__Requirement__. From the very first line down to the line containing "reflection of duck", write out the material exactly as it appears, and no more.
Source data Start Marker
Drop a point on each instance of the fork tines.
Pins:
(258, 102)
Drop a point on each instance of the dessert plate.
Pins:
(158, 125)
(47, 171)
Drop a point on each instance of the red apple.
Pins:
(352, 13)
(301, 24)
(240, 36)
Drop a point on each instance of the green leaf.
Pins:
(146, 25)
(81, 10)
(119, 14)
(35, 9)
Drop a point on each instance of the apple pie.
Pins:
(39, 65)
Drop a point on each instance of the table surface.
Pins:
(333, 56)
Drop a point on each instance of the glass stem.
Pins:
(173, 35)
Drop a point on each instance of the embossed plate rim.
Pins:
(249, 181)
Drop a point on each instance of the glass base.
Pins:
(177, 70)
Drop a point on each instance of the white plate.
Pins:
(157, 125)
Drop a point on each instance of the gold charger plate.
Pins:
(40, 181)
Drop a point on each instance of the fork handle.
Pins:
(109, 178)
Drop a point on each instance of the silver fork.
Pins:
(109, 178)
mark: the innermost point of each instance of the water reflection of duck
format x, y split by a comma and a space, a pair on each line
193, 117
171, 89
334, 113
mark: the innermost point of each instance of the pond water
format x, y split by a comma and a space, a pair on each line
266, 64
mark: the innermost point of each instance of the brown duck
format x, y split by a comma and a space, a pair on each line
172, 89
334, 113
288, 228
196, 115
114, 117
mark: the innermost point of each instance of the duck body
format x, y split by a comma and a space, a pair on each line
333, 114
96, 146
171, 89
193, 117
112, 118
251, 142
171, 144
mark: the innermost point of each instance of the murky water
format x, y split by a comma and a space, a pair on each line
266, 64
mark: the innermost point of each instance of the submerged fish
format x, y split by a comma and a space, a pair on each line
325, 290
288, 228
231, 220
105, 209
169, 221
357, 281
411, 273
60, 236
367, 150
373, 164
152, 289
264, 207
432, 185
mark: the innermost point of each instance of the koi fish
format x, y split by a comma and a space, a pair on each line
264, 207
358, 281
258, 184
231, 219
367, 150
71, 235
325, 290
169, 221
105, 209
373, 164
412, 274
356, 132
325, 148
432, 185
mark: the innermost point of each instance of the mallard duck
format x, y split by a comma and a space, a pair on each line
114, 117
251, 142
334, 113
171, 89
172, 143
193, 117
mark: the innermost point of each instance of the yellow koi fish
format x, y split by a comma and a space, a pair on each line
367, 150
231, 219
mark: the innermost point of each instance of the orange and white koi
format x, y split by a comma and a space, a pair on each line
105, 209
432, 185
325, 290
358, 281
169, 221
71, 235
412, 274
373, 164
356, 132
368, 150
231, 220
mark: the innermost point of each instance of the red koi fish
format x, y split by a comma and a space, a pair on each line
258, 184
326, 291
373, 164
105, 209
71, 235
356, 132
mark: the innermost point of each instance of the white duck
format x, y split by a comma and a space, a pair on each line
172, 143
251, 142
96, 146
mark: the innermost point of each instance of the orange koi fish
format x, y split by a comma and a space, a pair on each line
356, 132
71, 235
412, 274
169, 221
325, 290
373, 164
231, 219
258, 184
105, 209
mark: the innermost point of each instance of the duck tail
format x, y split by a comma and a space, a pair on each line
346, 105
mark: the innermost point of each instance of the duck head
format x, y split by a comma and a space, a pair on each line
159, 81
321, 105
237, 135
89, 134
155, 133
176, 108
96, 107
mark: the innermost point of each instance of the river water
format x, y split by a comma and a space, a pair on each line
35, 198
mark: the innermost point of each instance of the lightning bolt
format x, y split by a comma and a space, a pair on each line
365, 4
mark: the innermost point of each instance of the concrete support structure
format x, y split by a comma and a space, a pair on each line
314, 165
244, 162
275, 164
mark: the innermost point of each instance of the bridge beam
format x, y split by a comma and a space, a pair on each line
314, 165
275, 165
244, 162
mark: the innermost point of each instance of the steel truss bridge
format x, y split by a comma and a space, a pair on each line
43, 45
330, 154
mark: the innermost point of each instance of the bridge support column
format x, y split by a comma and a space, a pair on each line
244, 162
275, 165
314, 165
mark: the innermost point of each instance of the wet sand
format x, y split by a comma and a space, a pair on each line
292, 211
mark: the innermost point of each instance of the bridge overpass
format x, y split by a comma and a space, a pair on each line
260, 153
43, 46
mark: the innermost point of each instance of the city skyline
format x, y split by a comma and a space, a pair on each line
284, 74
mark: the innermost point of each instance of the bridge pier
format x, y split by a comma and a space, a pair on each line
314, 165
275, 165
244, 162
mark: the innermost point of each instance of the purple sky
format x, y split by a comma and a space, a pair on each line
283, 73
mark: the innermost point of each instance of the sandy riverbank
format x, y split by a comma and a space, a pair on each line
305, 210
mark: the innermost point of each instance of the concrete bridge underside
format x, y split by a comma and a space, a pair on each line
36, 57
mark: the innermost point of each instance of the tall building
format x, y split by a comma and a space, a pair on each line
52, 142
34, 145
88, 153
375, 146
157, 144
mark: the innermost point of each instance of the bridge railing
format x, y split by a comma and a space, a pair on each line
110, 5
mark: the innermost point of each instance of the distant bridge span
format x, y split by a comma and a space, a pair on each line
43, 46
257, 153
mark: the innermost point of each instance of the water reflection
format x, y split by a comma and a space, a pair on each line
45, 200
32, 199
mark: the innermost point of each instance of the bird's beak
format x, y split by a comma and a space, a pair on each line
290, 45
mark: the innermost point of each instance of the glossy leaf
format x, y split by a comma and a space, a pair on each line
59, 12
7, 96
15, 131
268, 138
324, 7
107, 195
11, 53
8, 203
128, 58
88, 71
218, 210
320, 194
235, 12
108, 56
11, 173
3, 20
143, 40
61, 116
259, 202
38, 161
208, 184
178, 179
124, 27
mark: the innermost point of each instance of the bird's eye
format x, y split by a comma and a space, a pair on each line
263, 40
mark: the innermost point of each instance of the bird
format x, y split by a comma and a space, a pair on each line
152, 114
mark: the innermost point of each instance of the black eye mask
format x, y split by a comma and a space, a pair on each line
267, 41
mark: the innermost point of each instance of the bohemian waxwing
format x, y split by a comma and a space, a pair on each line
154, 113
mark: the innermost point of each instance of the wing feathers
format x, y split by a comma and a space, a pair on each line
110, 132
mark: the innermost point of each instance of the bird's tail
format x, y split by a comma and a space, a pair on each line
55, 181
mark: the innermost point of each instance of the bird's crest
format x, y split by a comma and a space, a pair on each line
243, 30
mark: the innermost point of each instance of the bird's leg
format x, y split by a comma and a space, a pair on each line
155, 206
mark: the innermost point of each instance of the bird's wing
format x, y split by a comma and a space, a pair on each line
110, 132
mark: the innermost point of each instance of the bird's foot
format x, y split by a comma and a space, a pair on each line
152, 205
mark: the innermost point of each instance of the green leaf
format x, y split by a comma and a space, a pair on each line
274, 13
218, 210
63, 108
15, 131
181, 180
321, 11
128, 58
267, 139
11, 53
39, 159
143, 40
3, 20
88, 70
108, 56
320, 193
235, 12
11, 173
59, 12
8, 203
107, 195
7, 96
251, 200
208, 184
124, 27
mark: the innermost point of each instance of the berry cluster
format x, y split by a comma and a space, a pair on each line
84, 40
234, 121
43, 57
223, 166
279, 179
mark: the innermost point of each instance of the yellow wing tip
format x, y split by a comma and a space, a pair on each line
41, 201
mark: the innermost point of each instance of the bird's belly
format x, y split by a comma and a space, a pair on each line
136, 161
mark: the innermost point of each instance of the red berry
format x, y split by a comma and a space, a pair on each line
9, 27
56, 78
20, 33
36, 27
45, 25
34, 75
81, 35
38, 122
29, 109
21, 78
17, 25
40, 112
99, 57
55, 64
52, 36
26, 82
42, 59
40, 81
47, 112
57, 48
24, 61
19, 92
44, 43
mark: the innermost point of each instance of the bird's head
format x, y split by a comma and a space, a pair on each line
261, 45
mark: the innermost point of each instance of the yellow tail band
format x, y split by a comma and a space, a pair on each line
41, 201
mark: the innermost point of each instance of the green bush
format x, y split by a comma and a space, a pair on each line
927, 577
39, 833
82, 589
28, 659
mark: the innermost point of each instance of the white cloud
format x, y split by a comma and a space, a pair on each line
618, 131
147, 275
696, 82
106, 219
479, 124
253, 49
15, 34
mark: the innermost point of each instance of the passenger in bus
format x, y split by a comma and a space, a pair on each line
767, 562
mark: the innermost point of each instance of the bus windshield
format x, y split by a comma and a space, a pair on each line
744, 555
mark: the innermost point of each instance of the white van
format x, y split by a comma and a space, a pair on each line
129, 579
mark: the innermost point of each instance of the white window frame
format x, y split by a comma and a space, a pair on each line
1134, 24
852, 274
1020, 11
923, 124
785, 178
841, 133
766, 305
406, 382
Source data End Marker
__Output of the exercise__.
Drop a point on each instance of the fork tines.
Pins:
(258, 102)
Drop a point on each instance of the dessert plate.
Pins:
(158, 125)
(47, 171)
Drop a point on each instance of the red apple.
Pins:
(352, 13)
(301, 24)
(240, 36)
Drop a point on each instance of the green leaf.
Pins:
(146, 25)
(81, 10)
(119, 14)
(35, 9)
Drop a point on each instance of the apple pie.
Pins:
(39, 65)
Drop a point on each instance of the table surface.
Pins:
(333, 56)
Drop a point on each instance of the glass stem.
Pins:
(173, 35)
Drop a point on each instance of the embossed plate rim.
Pins:
(249, 181)
Drop a point on each instance of the glass base.
Pins:
(177, 70)
Drop a point on each instance of the white plate.
Pins:
(157, 125)
Drop a point on each instance of the gold charger plate.
Pins:
(40, 181)
Drop a point on each instance of the fork handle.
Pins:
(109, 178)
Drop a point on each instance of the silver fork.
Pins:
(109, 178)
mark: the innermost point of each instance of the water reflection of duck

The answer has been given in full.